- _Records supplied_
• • • •

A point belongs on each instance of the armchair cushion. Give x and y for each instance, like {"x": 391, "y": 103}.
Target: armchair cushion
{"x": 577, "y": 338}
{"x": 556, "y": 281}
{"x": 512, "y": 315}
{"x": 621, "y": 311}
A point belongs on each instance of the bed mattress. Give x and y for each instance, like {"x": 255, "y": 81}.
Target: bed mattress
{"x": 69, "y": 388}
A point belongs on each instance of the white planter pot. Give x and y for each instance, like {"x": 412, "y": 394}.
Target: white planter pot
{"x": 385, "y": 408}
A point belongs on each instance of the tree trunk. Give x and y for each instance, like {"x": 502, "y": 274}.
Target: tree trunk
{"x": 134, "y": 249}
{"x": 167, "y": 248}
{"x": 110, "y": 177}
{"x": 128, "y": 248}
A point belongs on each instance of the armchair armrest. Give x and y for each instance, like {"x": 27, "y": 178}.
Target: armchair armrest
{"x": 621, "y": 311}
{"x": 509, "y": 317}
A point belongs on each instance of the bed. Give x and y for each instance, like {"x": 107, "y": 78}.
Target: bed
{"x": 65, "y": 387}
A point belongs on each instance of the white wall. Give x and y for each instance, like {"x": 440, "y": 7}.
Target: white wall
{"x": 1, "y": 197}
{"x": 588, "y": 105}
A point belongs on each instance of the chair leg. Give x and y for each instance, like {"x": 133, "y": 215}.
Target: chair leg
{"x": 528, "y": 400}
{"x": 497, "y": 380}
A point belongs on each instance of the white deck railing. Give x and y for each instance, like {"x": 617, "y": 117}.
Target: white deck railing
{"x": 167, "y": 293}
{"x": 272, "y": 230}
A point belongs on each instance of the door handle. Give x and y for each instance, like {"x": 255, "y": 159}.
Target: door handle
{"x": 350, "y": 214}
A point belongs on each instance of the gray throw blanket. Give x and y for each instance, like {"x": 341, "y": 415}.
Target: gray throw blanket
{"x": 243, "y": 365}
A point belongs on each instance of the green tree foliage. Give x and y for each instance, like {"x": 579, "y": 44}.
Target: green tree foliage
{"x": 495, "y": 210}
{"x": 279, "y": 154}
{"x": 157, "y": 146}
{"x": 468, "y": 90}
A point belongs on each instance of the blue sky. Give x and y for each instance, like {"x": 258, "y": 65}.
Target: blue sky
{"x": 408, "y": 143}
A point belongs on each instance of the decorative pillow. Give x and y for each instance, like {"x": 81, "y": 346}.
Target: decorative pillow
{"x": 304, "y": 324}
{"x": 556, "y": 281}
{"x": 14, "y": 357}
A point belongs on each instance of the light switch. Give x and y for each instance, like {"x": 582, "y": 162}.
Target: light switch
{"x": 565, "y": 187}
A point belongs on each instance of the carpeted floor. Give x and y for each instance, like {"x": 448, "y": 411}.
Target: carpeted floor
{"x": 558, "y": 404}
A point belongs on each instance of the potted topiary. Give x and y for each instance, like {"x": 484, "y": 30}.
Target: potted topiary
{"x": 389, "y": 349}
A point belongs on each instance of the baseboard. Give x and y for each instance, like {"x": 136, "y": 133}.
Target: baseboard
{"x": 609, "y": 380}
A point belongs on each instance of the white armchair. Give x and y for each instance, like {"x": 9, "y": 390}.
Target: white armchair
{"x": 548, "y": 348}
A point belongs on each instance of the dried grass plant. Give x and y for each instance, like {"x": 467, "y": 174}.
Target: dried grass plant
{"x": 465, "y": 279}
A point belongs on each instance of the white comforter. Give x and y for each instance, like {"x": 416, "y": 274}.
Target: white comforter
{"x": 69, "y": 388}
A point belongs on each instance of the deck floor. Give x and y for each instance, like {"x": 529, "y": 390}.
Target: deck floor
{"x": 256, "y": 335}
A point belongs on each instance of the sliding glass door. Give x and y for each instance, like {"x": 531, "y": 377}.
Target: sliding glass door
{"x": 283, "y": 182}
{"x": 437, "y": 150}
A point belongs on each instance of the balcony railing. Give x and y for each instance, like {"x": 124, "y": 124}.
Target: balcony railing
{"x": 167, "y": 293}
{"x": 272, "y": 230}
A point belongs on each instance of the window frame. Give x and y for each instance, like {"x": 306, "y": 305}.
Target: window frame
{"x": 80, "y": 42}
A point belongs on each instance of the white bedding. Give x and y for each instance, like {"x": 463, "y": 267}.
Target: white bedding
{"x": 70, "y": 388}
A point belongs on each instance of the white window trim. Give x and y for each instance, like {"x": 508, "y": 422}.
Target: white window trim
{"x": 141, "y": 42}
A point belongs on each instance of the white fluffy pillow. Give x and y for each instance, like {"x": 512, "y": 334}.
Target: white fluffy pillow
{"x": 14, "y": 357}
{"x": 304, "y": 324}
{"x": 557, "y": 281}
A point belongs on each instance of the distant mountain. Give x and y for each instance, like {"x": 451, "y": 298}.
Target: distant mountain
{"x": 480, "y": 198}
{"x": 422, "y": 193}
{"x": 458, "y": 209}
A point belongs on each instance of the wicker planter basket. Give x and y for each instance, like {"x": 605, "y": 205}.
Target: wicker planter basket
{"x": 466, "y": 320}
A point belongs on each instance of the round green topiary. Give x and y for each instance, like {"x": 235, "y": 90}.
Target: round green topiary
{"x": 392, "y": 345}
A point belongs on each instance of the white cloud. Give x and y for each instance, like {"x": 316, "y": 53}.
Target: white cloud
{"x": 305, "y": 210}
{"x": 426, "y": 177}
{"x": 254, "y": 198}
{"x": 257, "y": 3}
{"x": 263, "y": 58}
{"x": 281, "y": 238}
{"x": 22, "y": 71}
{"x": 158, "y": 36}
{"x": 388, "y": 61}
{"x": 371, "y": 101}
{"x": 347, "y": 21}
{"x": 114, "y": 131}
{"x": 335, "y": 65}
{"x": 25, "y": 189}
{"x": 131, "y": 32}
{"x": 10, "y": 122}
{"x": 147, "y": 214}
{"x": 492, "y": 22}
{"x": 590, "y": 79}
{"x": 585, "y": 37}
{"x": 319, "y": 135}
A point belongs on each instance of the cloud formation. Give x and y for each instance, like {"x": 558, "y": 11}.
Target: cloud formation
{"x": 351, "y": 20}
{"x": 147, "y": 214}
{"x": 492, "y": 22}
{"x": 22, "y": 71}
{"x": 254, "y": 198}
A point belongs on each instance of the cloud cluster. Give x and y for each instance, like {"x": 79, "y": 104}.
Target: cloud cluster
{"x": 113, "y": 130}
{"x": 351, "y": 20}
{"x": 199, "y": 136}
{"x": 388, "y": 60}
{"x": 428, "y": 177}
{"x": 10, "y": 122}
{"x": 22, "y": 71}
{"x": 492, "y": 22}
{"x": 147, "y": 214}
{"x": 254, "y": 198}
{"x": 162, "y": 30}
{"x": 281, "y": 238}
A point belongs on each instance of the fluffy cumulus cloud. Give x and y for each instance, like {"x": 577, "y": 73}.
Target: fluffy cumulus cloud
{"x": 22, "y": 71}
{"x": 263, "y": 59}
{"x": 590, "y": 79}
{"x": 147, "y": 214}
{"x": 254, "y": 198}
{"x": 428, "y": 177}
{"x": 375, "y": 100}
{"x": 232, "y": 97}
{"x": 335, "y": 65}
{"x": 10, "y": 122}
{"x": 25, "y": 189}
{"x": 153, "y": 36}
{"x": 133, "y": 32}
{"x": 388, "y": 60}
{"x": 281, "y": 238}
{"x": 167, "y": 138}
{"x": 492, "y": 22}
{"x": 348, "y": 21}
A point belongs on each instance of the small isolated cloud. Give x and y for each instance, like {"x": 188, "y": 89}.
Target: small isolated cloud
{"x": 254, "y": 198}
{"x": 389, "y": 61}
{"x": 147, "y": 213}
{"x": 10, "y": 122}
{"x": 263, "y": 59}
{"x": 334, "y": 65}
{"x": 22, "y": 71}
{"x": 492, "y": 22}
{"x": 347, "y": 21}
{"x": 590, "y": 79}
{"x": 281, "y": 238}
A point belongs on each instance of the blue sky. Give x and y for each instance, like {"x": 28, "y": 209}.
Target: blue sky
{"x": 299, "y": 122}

• • • •

- _Task instructions_
Only those lines running from the one containing "A point belongs on each instance of the cloud formation." through the last line of the data above are to be copied, exactly, with both ends included.

- _Output of the task_
A point belongs on each instance of the cloud formation. Give x and y for each instance, like {"x": 558, "y": 11}.
Target: cloud formation
{"x": 351, "y": 20}
{"x": 147, "y": 214}
{"x": 492, "y": 22}
{"x": 22, "y": 71}
{"x": 254, "y": 198}
A point belongs on each instance of the cloud cluster. Give x and y for each instance, like {"x": 79, "y": 104}.
Target: cloud cluster
{"x": 113, "y": 130}
{"x": 351, "y": 20}
{"x": 199, "y": 136}
{"x": 388, "y": 60}
{"x": 428, "y": 177}
{"x": 10, "y": 122}
{"x": 22, "y": 71}
{"x": 492, "y": 22}
{"x": 147, "y": 214}
{"x": 254, "y": 198}
{"x": 162, "y": 30}
{"x": 281, "y": 238}
A point belongs on each instance of the fluffy cumulus cloud. Give x and y for each instance, like {"x": 577, "y": 73}.
Target: fluffy cumulus cloud
{"x": 22, "y": 71}
{"x": 263, "y": 59}
{"x": 590, "y": 79}
{"x": 147, "y": 214}
{"x": 254, "y": 198}
{"x": 428, "y": 177}
{"x": 375, "y": 100}
{"x": 232, "y": 97}
{"x": 335, "y": 65}
{"x": 10, "y": 122}
{"x": 25, "y": 189}
{"x": 153, "y": 36}
{"x": 133, "y": 32}
{"x": 388, "y": 60}
{"x": 281, "y": 238}
{"x": 167, "y": 138}
{"x": 492, "y": 22}
{"x": 348, "y": 21}
A point belongs on each instance of the small isolated cloud. Give x and y for each instance, like {"x": 188, "y": 89}.
Target: small isolated cloud
{"x": 254, "y": 198}
{"x": 389, "y": 61}
{"x": 147, "y": 213}
{"x": 10, "y": 122}
{"x": 263, "y": 59}
{"x": 334, "y": 65}
{"x": 22, "y": 71}
{"x": 492, "y": 22}
{"x": 347, "y": 21}
{"x": 590, "y": 79}
{"x": 281, "y": 238}
A point belongs on each instance of the blue sky. Give x and y for each instance, like {"x": 28, "y": 209}.
Target: blue sky
{"x": 299, "y": 122}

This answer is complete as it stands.